Stored data entries:

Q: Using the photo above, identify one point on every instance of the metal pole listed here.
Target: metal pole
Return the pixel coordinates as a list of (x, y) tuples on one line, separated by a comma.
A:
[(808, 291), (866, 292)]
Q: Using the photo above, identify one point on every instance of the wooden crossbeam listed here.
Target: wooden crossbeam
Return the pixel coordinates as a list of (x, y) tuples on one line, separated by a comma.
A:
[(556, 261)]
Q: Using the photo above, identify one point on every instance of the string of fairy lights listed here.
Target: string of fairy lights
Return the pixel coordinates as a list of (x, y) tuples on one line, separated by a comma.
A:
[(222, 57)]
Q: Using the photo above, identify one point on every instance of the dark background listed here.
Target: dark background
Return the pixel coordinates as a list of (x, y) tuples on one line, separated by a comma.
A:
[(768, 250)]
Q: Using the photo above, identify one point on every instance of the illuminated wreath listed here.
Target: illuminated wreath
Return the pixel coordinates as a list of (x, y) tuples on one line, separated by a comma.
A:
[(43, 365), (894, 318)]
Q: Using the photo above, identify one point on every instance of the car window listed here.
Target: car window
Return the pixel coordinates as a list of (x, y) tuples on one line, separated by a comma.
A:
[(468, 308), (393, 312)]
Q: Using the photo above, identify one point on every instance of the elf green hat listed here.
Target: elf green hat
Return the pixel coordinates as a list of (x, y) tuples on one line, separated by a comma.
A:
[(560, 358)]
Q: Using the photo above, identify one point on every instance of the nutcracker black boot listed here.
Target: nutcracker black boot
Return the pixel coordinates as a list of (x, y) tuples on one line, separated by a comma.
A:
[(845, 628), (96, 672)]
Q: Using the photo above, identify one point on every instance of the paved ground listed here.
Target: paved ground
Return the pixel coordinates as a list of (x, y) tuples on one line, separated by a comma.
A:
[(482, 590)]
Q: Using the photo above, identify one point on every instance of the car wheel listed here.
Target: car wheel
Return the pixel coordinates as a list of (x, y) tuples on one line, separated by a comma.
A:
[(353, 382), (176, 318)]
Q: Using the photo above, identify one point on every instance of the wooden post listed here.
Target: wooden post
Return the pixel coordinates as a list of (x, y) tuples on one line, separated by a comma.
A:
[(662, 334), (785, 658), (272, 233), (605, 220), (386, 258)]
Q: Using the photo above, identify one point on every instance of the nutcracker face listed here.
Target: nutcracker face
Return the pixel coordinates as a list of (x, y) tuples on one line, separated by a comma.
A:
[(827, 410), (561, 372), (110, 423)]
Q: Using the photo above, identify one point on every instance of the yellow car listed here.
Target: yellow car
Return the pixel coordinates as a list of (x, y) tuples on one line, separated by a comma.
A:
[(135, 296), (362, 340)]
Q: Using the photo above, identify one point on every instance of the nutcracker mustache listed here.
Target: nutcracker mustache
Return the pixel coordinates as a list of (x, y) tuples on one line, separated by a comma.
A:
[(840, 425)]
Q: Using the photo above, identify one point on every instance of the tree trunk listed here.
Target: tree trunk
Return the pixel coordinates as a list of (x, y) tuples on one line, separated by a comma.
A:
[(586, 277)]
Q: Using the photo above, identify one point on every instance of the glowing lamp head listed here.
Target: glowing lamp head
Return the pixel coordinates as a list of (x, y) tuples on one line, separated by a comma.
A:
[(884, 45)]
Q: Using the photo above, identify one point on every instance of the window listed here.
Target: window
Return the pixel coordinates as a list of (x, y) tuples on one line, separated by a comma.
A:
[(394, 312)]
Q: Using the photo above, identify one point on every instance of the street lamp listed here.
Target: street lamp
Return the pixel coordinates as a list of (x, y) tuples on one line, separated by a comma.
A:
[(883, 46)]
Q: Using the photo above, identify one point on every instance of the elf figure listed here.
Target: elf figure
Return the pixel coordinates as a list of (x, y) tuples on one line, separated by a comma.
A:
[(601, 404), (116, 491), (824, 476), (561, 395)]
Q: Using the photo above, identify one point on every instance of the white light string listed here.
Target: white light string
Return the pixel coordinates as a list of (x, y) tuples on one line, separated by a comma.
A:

Set task:
Output all of the data above again, line for line, with no changes.

Answer to the exercise:
Q: Using the photo above, identify one point on every instance of the metal pole listed here.
Target: metal pole
Return the pixel coordinates as a list of (x, y) tuples on one line, separated by a comma.
A:
[(808, 291), (866, 292)]
Q: Using the photo above, identify one point on every instance of the wooden crossbeam listed here.
Target: wooden crossbeam
Return the pixel coordinates as a list of (x, y) tuples on one line, separated by a comma.
A:
[(556, 261)]
Q: Using the photo above, identify one point on every instance of the string of fairy lights listed here.
Target: string of fairy lights
Return the pixel coordinates as a list of (x, y) tuples on one line, separated by a comma.
A:
[(222, 57)]
Q: Using the photo above, identify one point on every instance of the dark background listed here.
Target: dark background
Return the pixel coordinates as a list of (x, y) tuples on one line, separated by a comma.
A:
[(768, 250)]
Q: Using the photo above, identify one point on every instance of the illuminated wreath listed here.
Target: illuminated wreath
Return the pixel coordinates as a list of (x, y) tuples on one line, separated by a comma.
A:
[(43, 365), (894, 318)]
Q: Using the photo above, identify one point on every instance of the car window listed here.
Target: car window
Return the pixel coordinates as a list of (x, y) tuples on one line, separated by a comma.
A:
[(468, 308), (393, 312)]
Q: Using the photo above, identify one point on every instance of the elf green hat listed here.
Target: elf green hat
Return the pixel coordinates as a list of (x, y) tuples on one line, separated by a comma.
A:
[(560, 358)]
Q: Using the photo above, identify one point on every instance of the nutcracker black boot listed here.
Target: nutcracker black boot
Return the pixel coordinates as a list of (x, y) tuples on one line, separated by a comma.
A:
[(845, 628), (96, 672)]
Q: Using the photo above, identify one point on every instance of the paved ground listed here.
Target: paved ground
Return the pixel coordinates as a list of (x, y) tuples on one line, separated by a comma.
A:
[(482, 590)]
Q: Using the photo above, identify one point on every instance of the car wheel listed here.
Target: car wheel
Return the pixel coordinates as a list of (x, y) tuples on one line, separated by a comma.
A:
[(353, 382), (176, 318)]
Q: Using the photo above, identify one point on every instance of the wooden post listed here.
Target: wooden post
Return the pixel coordinates as a list of (x, y) tuples on one line, separated by a comma.
A:
[(662, 334), (785, 658), (272, 233), (605, 220), (386, 258)]
Q: Using the photo above, identify one point on every instance of the nutcracker face listed here.
Target: nutcracker face
Return the pixel coordinates as a list of (x, y) tuples on one line, separated by a comma.
A:
[(827, 410), (561, 372), (110, 423)]
Q: Using the photo above, identify one point on every instance of the yellow car listed here.
Target: yellow car
Return the pixel coordinates as a list of (x, y) tuples on one line, separated by a comma.
A:
[(135, 296), (362, 340)]
Q: Using the photo above, identify one point on every instance of the nutcracker mustache listed here.
Target: nutcracker mustache
Return the pixel coordinates as a list of (x, y) tuples on one line, separated by a comma.
A:
[(840, 425)]
Q: Using the photo above, identify one point on every instance of the tree trunk listed here.
Target: tree trunk
Return the pixel coordinates as a list of (x, y) tuples on one line, separated by a comma.
A:
[(586, 277)]
Q: Using the photo above, identify one point on every instance of the glowing lamp head listed here.
Target: glowing lamp head
Return the pixel coordinates as a list of (x, y) tuples on one line, separated by a comma.
A:
[(884, 45)]
Q: Using the photo above, identify one point on every instance of the window listed here.
Target: window
Return the pixel coordinates as a list of (x, y) tuples on one line, separated by a comma.
A:
[(394, 312)]
Q: Using the photo above, identify one point on every instance of the street lamp listed here.
Target: street lamp
Return the pixel coordinates as a list of (x, y) tuples on one line, separated by a comma.
A:
[(883, 46)]
Q: Using the photo above, identify one point on every instance of the elf figure listed here.
Target: elf figure
Return the pixel coordinates as a list of (x, y) tuples on one line, separated by a comma.
A:
[(601, 404), (116, 491), (824, 476), (561, 395)]
Q: Using the photo above, identify one point on every instance of the white light string listed here.
Target: white light string
Return the pixel coordinates as a list of (x, y) tuples on one line, separated by a comma.
A:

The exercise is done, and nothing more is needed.